TASK REQUIREMENTS:
Pick out and copy each line of the rows below that contains the string "shoreline", matching case exactly.

Stored data entries:
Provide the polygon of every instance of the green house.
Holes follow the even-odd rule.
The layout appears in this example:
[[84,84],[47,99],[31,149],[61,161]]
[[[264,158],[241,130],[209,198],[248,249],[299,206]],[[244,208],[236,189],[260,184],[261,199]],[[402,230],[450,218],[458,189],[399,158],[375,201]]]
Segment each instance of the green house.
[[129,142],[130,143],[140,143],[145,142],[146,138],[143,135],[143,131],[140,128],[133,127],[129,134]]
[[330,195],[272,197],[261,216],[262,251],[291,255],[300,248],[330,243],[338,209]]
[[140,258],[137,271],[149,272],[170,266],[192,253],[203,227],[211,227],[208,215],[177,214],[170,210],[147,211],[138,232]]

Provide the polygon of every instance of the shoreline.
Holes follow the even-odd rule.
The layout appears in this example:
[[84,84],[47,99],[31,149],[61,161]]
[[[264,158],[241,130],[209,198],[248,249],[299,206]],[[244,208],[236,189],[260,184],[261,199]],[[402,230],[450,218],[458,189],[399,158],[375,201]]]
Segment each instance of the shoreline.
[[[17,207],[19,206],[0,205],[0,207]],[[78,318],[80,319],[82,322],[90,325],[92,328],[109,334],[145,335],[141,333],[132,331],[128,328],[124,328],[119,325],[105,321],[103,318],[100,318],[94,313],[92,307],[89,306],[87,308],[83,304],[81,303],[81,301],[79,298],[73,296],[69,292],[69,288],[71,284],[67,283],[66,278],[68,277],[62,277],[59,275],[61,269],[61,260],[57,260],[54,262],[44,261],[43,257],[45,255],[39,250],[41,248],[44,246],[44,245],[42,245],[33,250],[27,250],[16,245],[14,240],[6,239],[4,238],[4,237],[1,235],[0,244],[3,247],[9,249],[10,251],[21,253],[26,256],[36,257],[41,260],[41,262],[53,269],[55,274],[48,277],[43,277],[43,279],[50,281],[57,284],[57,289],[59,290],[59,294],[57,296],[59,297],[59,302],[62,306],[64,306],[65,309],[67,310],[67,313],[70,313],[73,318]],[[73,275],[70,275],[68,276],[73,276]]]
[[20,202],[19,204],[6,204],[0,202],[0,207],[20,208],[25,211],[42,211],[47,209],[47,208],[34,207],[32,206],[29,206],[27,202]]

EXPECTED OUTPUT:
Provide the polygon of every instance of the shoreline.
Segment each instance of the shoreline.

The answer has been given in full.